* **Stored records**:

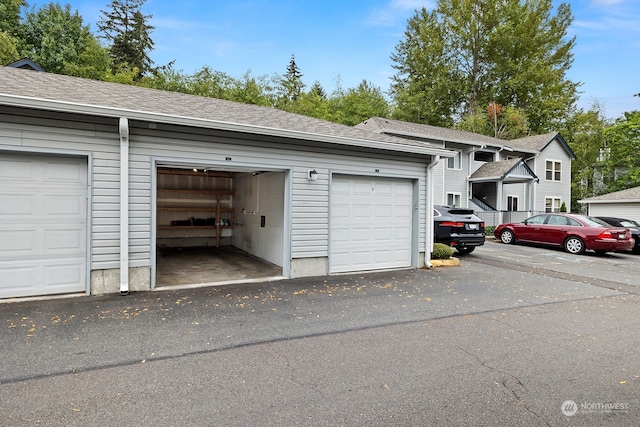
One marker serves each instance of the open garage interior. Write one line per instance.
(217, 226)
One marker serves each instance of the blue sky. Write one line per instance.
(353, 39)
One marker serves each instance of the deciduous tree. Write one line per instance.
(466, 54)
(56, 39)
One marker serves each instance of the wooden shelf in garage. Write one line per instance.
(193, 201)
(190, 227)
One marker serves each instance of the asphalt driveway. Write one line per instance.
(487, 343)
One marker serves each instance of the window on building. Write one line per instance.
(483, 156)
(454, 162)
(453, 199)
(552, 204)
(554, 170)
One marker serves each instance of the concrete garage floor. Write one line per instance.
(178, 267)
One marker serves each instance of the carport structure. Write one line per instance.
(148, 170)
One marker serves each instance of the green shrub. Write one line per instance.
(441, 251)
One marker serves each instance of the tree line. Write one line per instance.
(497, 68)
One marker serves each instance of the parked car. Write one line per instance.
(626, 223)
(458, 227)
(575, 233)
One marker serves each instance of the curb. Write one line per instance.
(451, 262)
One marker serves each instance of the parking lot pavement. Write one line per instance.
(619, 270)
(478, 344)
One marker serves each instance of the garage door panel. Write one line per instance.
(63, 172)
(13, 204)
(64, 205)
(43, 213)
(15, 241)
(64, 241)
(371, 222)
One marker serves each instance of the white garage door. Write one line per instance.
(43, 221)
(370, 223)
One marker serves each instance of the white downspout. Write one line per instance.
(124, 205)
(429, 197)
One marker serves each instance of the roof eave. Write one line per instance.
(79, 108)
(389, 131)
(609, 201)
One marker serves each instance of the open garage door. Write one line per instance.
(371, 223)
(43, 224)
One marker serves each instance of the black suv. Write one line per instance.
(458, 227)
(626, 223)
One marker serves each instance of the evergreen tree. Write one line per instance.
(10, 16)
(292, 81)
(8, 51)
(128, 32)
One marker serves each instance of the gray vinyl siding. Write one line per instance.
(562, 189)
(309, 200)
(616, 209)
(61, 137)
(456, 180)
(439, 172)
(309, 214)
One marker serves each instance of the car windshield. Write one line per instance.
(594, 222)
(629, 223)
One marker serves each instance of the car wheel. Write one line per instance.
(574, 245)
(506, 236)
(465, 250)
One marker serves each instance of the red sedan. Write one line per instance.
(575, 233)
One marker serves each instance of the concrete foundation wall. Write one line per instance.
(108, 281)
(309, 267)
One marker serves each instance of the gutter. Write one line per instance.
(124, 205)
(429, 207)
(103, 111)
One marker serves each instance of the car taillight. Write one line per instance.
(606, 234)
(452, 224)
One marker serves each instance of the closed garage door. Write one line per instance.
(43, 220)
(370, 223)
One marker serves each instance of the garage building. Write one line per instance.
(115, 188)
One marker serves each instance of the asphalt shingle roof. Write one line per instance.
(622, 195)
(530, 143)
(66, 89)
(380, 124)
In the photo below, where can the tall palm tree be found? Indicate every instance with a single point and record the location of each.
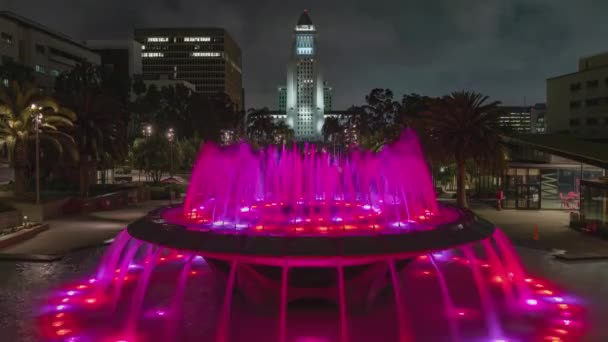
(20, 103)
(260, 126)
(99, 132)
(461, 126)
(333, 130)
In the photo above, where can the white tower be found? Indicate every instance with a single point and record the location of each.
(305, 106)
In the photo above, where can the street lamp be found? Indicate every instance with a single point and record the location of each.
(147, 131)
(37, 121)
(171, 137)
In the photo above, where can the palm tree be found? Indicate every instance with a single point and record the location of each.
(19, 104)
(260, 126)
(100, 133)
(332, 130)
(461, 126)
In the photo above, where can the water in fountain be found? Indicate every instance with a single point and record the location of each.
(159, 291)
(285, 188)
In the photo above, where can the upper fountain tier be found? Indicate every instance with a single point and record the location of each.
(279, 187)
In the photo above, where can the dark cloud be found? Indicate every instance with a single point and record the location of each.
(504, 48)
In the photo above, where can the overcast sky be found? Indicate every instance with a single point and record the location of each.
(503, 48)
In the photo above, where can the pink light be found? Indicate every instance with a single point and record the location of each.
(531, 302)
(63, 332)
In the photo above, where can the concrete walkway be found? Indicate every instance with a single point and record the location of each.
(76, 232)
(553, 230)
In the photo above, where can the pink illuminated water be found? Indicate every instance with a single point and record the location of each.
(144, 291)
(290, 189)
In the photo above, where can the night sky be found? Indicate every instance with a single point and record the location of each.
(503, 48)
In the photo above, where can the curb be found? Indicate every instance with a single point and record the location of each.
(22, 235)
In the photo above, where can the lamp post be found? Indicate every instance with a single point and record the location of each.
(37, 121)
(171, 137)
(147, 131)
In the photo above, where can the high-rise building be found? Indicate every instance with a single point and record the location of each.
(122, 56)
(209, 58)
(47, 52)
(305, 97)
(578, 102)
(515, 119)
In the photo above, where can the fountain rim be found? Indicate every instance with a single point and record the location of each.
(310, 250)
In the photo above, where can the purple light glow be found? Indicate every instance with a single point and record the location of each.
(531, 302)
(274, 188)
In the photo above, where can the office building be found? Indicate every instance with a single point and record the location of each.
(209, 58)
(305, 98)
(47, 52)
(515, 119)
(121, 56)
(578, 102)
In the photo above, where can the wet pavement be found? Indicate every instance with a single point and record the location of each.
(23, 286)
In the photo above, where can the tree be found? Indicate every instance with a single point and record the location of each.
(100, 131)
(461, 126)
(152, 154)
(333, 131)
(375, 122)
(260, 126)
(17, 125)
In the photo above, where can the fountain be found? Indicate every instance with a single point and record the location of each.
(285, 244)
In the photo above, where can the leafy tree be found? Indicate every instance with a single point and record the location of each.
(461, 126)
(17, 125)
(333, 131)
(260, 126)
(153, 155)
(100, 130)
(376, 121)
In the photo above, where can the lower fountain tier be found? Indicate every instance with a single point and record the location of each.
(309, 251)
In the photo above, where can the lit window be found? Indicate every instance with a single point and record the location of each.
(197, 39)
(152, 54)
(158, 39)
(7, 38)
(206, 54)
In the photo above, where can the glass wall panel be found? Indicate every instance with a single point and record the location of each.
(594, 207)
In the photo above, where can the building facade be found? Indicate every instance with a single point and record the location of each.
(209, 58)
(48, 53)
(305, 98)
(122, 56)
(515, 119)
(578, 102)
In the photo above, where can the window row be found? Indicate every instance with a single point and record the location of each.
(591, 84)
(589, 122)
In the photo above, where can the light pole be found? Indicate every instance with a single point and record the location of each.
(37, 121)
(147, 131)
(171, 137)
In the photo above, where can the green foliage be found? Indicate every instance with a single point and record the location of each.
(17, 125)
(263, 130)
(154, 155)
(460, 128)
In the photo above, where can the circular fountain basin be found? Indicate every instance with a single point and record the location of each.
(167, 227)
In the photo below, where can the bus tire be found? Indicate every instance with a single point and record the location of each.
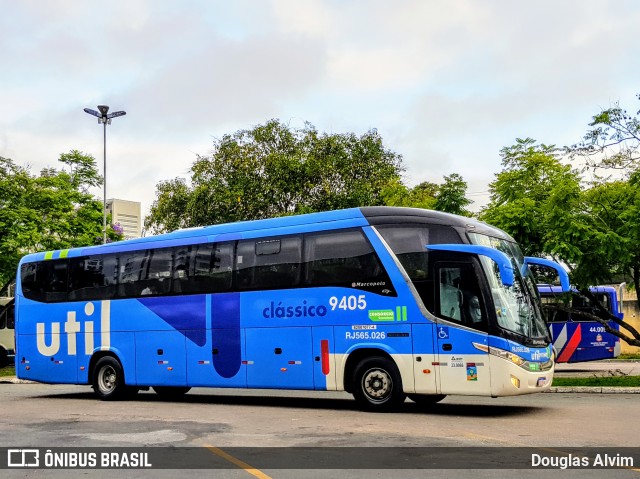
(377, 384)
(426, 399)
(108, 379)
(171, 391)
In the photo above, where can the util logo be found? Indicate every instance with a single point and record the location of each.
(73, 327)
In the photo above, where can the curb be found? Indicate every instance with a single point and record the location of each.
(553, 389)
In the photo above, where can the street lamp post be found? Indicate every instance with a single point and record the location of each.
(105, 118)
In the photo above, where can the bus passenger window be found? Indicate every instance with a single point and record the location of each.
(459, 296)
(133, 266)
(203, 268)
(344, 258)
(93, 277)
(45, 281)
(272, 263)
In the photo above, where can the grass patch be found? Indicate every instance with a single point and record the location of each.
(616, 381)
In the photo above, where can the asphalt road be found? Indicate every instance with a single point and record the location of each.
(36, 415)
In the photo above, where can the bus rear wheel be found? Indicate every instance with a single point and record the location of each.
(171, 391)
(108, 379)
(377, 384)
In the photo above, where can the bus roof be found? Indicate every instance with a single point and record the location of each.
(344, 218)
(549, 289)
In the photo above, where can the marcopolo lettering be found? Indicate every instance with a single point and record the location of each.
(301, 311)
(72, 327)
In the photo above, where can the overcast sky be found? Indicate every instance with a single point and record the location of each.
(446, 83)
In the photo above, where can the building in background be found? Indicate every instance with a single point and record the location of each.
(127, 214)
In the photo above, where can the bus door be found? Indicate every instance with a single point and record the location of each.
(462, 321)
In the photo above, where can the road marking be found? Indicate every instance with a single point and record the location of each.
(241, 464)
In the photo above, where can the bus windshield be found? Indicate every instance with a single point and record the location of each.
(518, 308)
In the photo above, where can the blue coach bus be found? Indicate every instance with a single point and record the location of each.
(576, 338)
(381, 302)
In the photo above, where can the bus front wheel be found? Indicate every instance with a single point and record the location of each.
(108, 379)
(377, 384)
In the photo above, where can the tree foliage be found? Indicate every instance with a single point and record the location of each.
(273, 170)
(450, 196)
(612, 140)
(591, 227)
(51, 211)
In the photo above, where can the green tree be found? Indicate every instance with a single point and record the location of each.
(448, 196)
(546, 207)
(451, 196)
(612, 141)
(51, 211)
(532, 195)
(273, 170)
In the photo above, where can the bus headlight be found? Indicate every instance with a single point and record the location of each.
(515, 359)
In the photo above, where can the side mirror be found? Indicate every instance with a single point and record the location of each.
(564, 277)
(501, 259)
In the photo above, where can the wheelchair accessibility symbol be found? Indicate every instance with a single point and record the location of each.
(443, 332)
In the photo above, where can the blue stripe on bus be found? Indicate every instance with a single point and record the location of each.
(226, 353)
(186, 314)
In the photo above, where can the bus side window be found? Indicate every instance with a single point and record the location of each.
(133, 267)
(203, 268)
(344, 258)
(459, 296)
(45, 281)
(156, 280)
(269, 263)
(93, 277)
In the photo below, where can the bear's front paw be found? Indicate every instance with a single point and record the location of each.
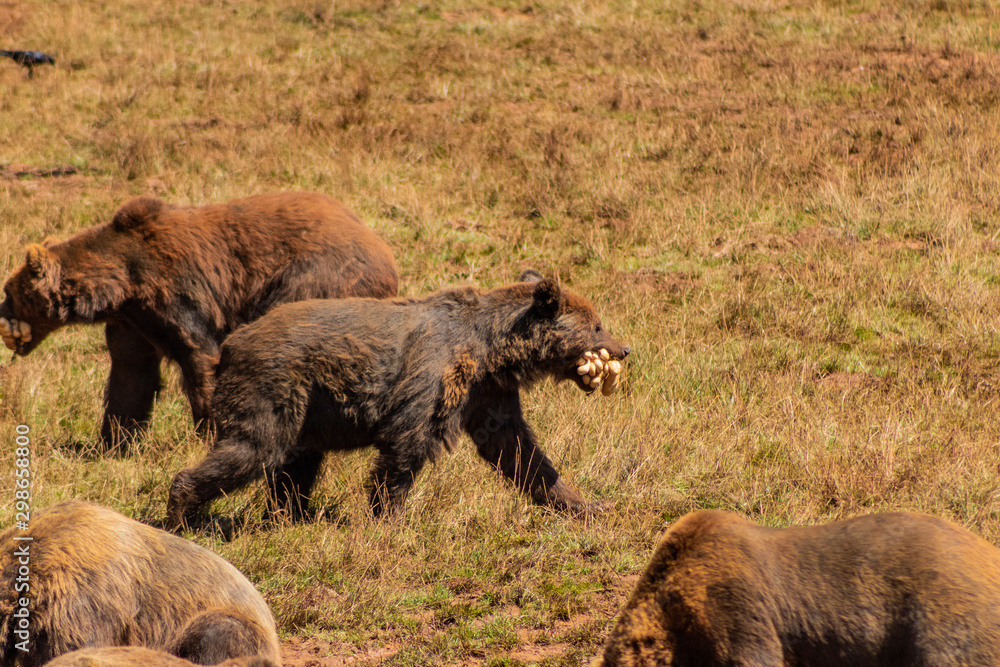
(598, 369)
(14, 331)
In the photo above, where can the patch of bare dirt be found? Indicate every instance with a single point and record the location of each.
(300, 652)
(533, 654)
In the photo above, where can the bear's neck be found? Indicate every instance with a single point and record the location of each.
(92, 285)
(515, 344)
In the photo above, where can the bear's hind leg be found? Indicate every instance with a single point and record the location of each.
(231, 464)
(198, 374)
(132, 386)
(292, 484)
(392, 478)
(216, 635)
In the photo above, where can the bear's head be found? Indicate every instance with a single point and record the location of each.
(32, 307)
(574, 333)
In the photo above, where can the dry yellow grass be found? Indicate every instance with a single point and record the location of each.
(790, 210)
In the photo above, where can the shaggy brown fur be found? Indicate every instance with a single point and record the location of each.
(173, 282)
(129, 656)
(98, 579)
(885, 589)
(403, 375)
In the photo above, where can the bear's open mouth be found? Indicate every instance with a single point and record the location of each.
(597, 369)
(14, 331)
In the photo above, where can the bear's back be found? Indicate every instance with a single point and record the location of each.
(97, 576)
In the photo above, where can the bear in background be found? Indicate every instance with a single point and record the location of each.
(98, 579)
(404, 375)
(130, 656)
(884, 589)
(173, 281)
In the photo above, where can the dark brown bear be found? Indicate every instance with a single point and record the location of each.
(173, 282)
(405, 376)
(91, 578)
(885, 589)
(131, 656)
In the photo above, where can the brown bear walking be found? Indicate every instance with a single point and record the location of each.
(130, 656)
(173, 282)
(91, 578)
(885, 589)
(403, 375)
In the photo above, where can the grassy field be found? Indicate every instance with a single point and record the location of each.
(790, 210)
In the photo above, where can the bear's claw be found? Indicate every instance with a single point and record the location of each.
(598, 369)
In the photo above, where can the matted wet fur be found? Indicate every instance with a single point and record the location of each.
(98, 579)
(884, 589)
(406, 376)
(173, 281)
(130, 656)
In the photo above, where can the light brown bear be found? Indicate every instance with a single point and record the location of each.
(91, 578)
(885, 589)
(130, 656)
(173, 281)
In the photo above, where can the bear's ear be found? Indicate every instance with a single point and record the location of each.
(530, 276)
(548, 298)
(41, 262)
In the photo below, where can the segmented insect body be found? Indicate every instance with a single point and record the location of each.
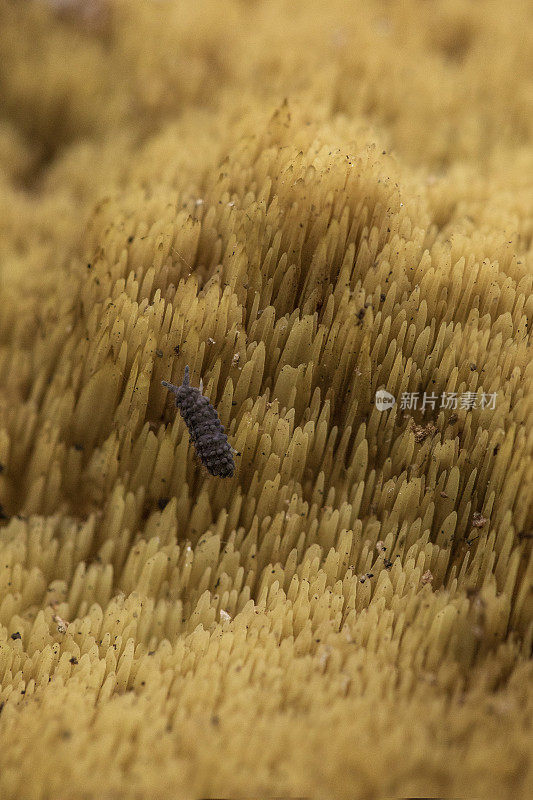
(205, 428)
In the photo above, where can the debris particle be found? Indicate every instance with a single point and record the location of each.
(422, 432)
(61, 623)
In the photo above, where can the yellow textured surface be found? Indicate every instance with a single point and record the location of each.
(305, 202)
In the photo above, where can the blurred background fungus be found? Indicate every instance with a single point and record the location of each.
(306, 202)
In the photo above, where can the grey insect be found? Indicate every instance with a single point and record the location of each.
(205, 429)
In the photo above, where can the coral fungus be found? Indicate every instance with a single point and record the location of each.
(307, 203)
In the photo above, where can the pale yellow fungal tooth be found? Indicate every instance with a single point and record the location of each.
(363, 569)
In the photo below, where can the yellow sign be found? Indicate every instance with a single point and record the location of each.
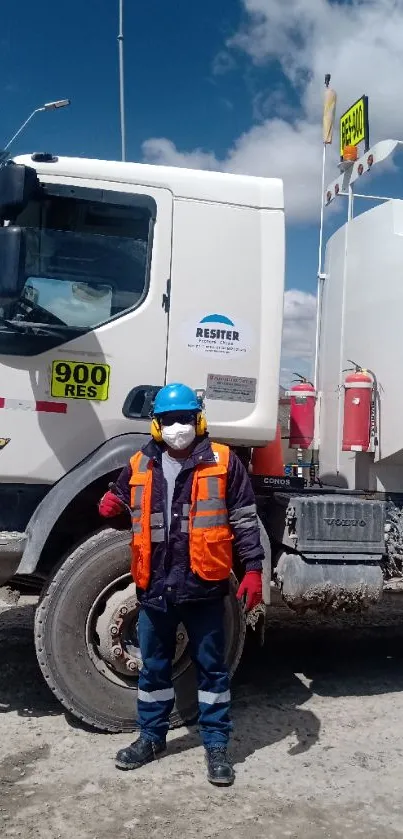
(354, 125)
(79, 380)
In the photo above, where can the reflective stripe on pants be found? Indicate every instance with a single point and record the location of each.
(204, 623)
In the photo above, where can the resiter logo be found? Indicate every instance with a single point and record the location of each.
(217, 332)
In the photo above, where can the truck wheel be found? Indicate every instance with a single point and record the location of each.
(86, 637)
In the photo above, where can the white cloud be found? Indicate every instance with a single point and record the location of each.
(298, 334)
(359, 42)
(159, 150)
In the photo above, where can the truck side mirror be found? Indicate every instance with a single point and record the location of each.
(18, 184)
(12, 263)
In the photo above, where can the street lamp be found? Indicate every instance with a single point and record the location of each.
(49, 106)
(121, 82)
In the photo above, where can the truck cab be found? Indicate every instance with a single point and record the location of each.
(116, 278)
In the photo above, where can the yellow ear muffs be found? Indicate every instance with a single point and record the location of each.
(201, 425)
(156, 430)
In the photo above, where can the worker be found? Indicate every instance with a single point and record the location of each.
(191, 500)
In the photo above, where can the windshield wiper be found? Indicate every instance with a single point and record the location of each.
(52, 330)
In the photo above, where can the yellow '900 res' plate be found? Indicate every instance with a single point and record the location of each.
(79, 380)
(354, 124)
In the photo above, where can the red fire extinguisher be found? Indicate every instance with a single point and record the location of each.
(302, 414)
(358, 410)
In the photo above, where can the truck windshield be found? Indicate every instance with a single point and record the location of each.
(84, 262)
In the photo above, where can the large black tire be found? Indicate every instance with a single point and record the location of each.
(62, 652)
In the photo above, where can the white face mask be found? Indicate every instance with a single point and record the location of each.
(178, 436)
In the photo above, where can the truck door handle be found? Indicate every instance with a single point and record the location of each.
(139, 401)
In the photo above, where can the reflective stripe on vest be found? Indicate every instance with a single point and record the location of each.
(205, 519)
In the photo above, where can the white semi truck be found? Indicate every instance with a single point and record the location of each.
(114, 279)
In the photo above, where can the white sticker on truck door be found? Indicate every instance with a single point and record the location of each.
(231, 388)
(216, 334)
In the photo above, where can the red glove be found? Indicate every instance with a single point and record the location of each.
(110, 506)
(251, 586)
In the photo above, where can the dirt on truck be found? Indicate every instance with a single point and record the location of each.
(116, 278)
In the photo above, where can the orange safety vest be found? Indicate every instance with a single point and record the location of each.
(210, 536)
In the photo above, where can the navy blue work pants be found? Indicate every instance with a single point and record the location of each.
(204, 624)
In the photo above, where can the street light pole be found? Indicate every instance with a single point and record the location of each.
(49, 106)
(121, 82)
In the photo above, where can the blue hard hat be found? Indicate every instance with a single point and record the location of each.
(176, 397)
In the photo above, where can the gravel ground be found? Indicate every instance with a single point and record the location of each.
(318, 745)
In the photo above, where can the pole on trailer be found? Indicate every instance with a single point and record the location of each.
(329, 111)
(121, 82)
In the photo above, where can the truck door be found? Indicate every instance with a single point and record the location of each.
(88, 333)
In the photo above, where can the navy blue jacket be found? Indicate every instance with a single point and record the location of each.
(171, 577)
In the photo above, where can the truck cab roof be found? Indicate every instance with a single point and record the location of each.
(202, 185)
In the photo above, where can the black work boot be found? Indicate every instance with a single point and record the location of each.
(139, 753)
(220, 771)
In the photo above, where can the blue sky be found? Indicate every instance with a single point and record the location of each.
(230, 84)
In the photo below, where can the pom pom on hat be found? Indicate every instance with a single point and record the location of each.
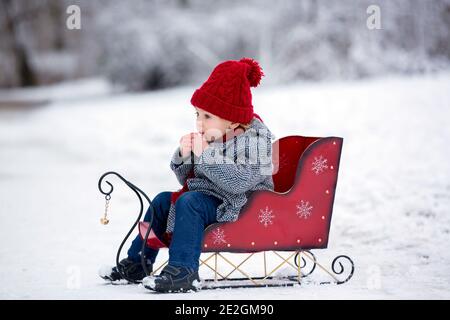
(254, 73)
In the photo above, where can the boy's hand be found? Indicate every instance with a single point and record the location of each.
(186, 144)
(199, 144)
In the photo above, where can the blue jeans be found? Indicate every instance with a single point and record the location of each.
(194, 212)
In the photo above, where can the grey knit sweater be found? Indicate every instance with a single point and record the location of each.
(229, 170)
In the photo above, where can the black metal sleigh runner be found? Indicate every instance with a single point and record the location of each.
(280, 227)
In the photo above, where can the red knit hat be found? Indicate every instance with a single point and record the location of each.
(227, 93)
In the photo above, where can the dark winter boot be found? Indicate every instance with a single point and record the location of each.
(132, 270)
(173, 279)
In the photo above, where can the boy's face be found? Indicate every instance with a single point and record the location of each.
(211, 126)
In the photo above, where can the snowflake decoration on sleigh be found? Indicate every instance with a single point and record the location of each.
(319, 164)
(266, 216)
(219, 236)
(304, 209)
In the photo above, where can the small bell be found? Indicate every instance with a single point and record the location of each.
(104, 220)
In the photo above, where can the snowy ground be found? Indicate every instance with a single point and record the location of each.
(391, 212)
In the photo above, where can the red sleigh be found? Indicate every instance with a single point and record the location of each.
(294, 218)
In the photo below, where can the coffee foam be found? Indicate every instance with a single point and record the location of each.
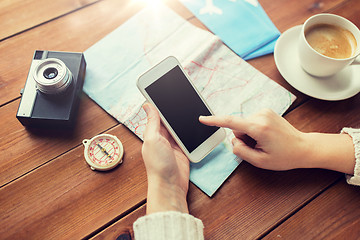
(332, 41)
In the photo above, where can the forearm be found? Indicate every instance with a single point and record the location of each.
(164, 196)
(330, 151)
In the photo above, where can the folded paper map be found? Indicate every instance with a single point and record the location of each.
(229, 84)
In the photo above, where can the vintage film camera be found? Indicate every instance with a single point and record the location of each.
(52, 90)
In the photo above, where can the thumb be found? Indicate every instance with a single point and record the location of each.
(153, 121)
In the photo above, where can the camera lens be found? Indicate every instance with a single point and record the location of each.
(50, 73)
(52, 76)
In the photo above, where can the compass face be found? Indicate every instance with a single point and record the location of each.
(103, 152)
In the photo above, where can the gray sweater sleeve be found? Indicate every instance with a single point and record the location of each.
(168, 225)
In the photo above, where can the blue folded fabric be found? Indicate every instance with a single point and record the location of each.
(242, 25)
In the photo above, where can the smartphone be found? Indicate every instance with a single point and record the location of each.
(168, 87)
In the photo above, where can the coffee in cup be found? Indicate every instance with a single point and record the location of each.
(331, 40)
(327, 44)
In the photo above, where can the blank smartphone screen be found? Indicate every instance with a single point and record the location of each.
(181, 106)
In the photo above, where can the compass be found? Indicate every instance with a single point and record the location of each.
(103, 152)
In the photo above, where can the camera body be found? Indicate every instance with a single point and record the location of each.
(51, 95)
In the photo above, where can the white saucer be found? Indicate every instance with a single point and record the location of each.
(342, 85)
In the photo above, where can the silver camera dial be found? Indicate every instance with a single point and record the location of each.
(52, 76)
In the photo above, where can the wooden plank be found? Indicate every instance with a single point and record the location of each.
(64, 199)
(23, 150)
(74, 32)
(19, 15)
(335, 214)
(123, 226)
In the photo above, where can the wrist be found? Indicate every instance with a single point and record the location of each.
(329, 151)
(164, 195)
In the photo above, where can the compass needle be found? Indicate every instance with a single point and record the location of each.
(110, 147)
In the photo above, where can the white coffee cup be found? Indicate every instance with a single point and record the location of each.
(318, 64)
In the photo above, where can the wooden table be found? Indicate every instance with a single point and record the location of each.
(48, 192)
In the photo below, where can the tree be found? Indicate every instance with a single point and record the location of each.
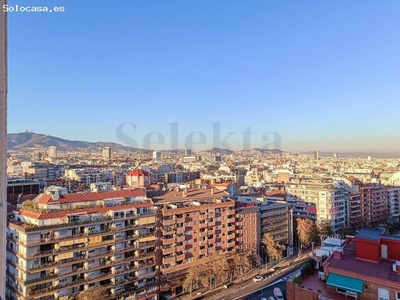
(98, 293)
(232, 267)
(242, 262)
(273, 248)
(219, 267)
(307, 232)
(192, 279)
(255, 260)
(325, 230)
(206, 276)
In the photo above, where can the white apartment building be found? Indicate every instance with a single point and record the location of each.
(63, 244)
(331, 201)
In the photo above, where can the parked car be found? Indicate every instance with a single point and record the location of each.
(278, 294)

* **Given task**:
Copy out the lines of the listing word for word, starting with the line that contains "In the photo above, where can the wooden table" and running through the end of the listing. Leave the pictures out of your copy.

* **Solution to this task**:
In the photo above, where can the wooden table be found? Indicate every instance with a single point and record the location of each.
(48, 192)
In the photo below, where can the tree be found? Indicate every instance with a single point and record the location of each.
(98, 293)
(232, 267)
(242, 262)
(273, 248)
(219, 267)
(307, 232)
(192, 279)
(255, 260)
(325, 230)
(206, 276)
In the photo above, where can the white apartment building be found? Indicate every instance with a single point and record the location of each.
(63, 244)
(331, 201)
In the photo above, where can the parked car be found? Indicate every instance with a single point and record the location of each.
(278, 294)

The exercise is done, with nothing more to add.